* begin *
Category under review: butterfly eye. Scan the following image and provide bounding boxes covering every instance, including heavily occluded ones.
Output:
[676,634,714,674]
* end *
* begin *
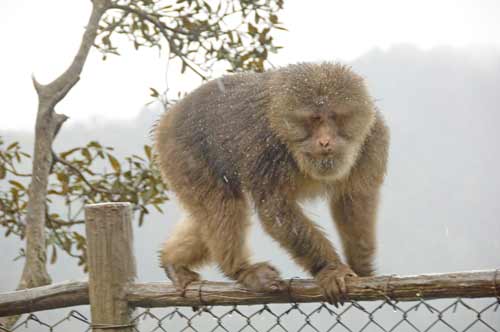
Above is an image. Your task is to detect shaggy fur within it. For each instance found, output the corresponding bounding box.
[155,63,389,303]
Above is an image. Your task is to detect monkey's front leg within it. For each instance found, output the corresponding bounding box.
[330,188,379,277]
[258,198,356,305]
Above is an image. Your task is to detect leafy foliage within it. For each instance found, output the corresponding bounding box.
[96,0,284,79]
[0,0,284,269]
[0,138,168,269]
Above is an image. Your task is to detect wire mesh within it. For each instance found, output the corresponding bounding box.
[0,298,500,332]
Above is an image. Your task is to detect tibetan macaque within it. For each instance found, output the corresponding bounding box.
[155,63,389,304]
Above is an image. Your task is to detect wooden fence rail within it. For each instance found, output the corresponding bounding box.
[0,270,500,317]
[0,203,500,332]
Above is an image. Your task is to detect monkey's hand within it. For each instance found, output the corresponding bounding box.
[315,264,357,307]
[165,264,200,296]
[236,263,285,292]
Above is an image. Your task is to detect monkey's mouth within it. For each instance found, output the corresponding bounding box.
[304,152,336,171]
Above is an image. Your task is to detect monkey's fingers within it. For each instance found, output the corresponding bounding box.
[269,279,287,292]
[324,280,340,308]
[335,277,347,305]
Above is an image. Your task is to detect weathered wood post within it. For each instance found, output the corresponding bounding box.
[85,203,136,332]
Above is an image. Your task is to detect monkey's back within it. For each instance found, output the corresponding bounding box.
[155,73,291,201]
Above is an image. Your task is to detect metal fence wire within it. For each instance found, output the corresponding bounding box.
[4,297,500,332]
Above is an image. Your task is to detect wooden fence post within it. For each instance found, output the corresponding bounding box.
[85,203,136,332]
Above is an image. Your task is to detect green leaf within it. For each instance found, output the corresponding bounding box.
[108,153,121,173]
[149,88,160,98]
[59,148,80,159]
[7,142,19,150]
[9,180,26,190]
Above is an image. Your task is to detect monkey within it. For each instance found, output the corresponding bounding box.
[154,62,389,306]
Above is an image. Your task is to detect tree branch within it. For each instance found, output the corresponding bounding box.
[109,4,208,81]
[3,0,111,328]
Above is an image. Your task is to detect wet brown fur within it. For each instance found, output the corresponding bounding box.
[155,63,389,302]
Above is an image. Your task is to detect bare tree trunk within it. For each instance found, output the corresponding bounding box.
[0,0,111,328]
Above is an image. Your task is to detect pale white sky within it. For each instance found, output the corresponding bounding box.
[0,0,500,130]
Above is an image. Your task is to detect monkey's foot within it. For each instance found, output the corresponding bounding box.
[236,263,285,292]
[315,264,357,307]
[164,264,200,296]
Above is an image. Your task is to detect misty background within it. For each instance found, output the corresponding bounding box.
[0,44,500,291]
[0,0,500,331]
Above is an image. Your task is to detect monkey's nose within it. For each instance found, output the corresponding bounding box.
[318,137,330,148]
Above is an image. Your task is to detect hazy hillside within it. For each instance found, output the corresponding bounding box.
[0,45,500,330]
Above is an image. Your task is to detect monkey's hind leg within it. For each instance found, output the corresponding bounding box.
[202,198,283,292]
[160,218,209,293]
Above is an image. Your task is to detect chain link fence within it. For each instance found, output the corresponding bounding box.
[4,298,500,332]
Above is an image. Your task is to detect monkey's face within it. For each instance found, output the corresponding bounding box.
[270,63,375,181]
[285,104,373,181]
* end *
** TASK TO CARRY OUT **
Begin at the line containing "Above is an image. Your task is to detect monkey's hind" and stop after the line containing "[285,104,373,181]"; rewrite that span of the material as a JSON list of strings, one string per line, omitting any blank lines.

** RESPONSE TO THIS EXERCISE **
[
  "Above is an image. Your task is to detect monkey's hind leg within it. For each instance found, output the corresponding bounding box.",
  "[202,198,283,292]",
  "[160,218,209,293]",
  "Above is an image. Your task is to detect chain link fence within it. For each instance found, output the corresponding bounding box.",
  "[4,298,500,332]",
  "Above is an image. Your task is to detect monkey's face within it. For each instance found, output the corresponding bounding box.",
  "[270,63,375,181]",
  "[285,104,373,181]"
]